§ **Brano fornito**:
L’ormai diffusissima presenza di questi insetti alieni all’interno dei territori della Polinesia Francese, ma anche l’Africa, in Gabon e Camerun, nonché Malaga in Spagna, sono sufficienti a profilarne la qualifica di una delle creature più invadenti al mondo. Rendendo gli approcci hawaiani un valido e proficuo esperimento, adattabile a possibili applicazioni su scala globale.

Risale in effetti allo scorso ottobre la notizia più temuta, di una scoperta da parte dei ranger di alcune colonie di LFA nell’area del Parco Nazionale del Fiume Wailua, sull’isola di Kauai, terra emersa ritenuta libera a partire dal 2020, quando l’ultima colonia era stata estirpata a seguito dell’individuazione per una certa quantità di gatti randagi che mostravano i sintomi incipienti della keratopatia. Una situazione contro cui sono stati schierati tutti i mezzi a disposizione, soprattutto per il ben noto danno che queste formiche possono apportare alla biodiversità locale, divorando letteralmente ragni, bruchi, larve d’api e persino uova di tartaruga, come già avvenuto in precedenza sulle preziose e costantemente minacciate isole delle Galapagos. Un tipo di condanna che sebbene non direttamente causata dall’uomo, è spesso la conseguenza di un’impropria importazione di materiali da giardinaggio, come esemplificato dall’insorgenza del problema nel momento in cui l’elite contemporanea si traferisce in un territorio isolano, cominciando a costruire le proprie lussuosi ville dotate di piante “rare”. Ma non c’è status symbol maggiormente rapido nel perdere valore, di quello popolato da una moltitudine d’insetti pericolosamente urticanti e nocivi. Al punto che oggi, l’intera popolazione umana che vive a stretto contatto con le formiche elettriche è letteralmente entrata in guerra contro la loro specie.
Un conflitto per la sopravvivenza il cui esito può apparirci ancora in bilico, visto come la biomassa dell’intero popolo a sei zampe sia notoriamente pari a quella di noialtri abitatori di altissimi grattacieli. D’altra parte la vittoria per autodistruzione di uno dei contendenti tale resta agli occhi del destino. E dei posteri, più o meno intelligenti, che sorgeranno dalle ceneri ormai prive di vitalità residua.

§ **Dati elencati**:
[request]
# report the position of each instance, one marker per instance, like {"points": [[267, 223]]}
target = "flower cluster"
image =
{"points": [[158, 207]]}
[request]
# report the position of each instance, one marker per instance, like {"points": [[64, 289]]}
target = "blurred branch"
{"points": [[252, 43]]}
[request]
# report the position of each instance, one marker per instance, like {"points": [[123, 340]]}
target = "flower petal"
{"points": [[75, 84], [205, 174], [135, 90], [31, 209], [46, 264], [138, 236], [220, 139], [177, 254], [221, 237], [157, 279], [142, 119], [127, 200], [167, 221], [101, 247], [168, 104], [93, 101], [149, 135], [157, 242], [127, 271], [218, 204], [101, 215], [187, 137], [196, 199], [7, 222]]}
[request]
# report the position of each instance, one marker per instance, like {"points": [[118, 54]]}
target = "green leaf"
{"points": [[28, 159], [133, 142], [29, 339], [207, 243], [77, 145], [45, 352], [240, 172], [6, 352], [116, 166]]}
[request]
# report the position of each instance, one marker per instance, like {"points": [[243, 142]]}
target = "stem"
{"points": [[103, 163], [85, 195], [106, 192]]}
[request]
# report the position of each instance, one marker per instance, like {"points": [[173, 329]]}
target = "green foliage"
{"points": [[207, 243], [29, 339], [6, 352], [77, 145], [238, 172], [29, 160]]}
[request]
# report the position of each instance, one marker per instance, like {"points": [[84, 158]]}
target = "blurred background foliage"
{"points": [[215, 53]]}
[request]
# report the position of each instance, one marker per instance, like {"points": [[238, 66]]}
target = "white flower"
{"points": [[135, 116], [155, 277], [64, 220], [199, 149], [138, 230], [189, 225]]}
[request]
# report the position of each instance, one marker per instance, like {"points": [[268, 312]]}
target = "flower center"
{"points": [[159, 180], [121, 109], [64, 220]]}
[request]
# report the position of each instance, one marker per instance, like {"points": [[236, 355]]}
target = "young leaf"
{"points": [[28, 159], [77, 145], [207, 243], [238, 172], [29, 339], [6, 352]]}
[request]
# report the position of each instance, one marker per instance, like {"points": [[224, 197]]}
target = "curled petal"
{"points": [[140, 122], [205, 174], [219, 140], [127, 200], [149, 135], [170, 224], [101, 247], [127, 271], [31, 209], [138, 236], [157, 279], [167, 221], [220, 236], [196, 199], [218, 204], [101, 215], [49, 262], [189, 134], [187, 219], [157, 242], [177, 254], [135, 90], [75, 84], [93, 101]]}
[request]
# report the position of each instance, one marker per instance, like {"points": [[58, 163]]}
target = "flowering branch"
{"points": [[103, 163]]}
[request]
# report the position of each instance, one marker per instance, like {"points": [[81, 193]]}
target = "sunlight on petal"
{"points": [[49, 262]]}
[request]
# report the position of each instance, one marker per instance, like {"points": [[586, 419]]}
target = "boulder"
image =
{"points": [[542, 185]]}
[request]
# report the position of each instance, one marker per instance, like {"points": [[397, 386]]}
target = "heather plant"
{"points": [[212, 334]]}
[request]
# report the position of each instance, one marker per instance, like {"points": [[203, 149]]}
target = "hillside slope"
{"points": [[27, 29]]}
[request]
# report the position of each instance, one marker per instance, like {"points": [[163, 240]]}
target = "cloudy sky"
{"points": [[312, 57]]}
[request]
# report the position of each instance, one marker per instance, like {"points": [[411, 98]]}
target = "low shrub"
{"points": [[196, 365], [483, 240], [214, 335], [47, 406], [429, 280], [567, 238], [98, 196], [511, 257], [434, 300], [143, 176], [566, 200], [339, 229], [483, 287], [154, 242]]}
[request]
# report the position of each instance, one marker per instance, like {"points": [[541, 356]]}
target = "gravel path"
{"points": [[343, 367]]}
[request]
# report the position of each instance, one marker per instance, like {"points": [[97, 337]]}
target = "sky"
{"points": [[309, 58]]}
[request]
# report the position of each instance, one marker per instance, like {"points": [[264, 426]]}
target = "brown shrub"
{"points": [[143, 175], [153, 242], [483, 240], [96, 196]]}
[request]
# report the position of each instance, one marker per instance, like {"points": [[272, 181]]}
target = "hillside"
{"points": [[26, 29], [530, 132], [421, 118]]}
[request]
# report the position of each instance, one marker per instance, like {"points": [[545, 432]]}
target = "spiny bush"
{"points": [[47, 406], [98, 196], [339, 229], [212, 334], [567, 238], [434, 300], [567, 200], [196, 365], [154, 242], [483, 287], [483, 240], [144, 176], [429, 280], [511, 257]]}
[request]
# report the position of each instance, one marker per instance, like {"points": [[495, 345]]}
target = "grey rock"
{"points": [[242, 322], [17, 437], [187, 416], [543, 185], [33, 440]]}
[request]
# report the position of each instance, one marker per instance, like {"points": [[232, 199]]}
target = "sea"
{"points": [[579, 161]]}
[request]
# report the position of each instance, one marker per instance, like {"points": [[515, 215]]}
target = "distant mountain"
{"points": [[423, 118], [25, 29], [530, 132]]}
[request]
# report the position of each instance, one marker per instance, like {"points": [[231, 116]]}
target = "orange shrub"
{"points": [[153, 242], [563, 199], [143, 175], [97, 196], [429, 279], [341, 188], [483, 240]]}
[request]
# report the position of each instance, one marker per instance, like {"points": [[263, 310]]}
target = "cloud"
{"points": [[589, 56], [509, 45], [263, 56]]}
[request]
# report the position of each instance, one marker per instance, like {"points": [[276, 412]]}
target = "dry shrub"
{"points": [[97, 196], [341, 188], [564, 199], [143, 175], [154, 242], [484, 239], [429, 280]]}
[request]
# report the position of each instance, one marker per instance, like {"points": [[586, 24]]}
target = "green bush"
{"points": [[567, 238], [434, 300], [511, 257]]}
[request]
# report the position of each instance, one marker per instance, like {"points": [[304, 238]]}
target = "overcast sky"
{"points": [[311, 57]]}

§ **Da fare A**: Stampa tutto il brano sulle formiche elettriche, da "L’ormai diffusissima presenza" giù fino a "su scala globale.".
§ **Da fare B**: Elenca tutto ciò che, secondo il brano sulle formiche elettriche, queste formiche divorano.
Questi dati provengono da un'altra fonte.

§ **Risposta finale A**:
L’ormai diffusissima presenza di questi insetti alieni all’interno dei territori della Polinesia Francese, ma anche l’Africa, in Gabon e Camerun, nonché Malaga in Spagna, sono sufficienti a profilarne la qualifica di una delle creature più invadenti al mondo. Rendendo gli approcci hawaiani un valido e proficuo esperimento, adattabile a possibili applicazioni su scala globale.

§ **Risposta finale B**: ragni, bruchi, larve d'api, uova di tartaruga